PERMINTAAN A: Saring catatan di bawah dan salin setiap baris yang memuat kata "cloud".

TEKS PILIHAN:
________________

Rabu, 24 September 2014

KPK Akan Banding Atas Vonis 8 Tahun Anas?

Anas Urbaningrum disidang
Akhirnya yang ditunggu-tunggu tiba juga! Tak lain dan tak bukan yaitu penjatuhan vonis atas Anas Urbaningrum. Bukan di Monumen Nasional (Monas), namun di Pengadilan Tindak Pidana Korupsi (Tipikor) Jakarta. Majelis hakim menjatuhkan vonis 8 (delapan) tahun penjara dan denda Rp 300 juta kepada mantan Ketua Umum Partai Demokrat tersebut.

Anas dinyatakan terbukti bersalah melakukan tindak pidana korupsi dan pencucian uang terkait proyek Hambalang dan proyek APBN lainnya.

"Menyatakan terdakwa bersalah, dan putusan delapan tahun penjara," ujar Ketua Majelis Hakim, Haswandi saat membacakan putusan terhadap Anas.

________________

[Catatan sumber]
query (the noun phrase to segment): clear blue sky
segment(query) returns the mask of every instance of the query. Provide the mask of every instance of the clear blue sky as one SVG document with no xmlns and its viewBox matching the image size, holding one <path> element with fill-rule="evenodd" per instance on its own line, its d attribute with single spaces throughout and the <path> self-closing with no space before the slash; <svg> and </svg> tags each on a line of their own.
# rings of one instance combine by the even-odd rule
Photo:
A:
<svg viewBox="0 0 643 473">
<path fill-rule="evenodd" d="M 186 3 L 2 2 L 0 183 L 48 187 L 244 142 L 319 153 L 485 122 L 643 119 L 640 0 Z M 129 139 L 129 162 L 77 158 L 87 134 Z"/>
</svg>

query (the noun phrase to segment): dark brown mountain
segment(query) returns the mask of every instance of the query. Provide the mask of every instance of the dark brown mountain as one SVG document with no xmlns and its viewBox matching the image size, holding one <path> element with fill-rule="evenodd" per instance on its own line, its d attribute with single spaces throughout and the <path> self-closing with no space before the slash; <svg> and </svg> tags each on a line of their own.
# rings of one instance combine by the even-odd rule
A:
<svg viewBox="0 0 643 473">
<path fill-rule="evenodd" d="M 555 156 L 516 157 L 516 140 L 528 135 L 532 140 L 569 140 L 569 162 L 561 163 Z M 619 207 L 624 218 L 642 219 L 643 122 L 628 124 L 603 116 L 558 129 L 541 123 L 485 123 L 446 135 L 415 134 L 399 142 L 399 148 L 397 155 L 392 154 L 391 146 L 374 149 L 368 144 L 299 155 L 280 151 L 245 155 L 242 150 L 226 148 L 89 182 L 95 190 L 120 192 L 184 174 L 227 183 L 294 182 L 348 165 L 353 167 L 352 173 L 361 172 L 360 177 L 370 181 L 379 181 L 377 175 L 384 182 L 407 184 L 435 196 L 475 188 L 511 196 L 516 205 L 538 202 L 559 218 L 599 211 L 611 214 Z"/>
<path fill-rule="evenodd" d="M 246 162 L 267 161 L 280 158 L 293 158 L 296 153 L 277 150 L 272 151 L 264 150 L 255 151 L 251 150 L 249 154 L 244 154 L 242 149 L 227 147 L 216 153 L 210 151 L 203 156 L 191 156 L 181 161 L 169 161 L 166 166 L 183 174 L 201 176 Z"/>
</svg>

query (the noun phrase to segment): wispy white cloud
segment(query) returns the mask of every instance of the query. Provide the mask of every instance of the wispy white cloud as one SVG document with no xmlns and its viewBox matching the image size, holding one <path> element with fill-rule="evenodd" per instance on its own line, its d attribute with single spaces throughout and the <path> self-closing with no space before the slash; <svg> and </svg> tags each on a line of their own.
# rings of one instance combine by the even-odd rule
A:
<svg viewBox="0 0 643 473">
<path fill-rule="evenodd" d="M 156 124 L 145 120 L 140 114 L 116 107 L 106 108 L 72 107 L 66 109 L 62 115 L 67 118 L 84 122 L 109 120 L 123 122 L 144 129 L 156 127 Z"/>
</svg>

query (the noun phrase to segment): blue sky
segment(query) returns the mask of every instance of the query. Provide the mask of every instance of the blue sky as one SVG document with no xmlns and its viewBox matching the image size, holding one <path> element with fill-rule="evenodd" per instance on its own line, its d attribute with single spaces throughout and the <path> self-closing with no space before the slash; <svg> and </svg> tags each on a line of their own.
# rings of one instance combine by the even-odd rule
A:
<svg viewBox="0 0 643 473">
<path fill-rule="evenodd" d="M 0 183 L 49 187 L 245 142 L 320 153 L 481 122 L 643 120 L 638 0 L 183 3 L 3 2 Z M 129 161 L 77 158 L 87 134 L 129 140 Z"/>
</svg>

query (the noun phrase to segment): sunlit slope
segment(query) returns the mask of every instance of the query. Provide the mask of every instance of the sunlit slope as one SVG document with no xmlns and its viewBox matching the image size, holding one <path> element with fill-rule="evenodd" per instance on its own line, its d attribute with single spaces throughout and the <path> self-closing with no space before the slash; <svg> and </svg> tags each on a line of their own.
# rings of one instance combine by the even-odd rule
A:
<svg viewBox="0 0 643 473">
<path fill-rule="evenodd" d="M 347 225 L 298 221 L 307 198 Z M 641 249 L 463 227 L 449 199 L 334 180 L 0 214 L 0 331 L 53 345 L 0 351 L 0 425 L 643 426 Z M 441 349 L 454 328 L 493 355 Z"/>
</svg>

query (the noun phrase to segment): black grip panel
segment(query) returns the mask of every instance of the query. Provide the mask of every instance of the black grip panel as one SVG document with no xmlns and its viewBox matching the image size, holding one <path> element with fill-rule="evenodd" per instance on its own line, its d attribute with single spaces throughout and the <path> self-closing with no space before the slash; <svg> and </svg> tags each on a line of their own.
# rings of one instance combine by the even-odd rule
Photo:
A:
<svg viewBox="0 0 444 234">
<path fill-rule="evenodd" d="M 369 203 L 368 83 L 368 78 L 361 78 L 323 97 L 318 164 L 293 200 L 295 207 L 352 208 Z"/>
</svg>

________________

PERMINTAAN B: Gandakan bagian berita vonis Anas di atas, mulai dari "Anas Urbaningrum disidang" sampai "Partai Demokrat tersebut.".

JAWABAN A:
query (the noun phrase to segment): wispy white cloud
segment(query) returns the mask of every instance of the query. Provide the mask of every instance of the wispy white cloud as one SVG document with no xmlns and its viewBox matching the image size, holding one <path> element with fill-rule="evenodd" per instance on its own line, its d attribute with single spaces throughout and the <path> self-closing with no space before the slash; <svg> and </svg> tags each on a line of their own.

JAWABAN B:
Anas Urbaningrum disidang
Akhirnya yang ditunggu-tunggu tiba juga! Tak lain dan tak bukan yaitu penjatuhan vonis atas Anas Urbaningrum. Bukan di Monumen Nasional (Monas), namun di Pengadilan Tindak Pidana Korupsi (Tipikor) Jakarta. Majelis hakim menjatuhkan vonis 8 (delapan) tahun penjara dan denda Rp 300 juta kepada mantan Ketua Umum Partai Demokrat tersebut.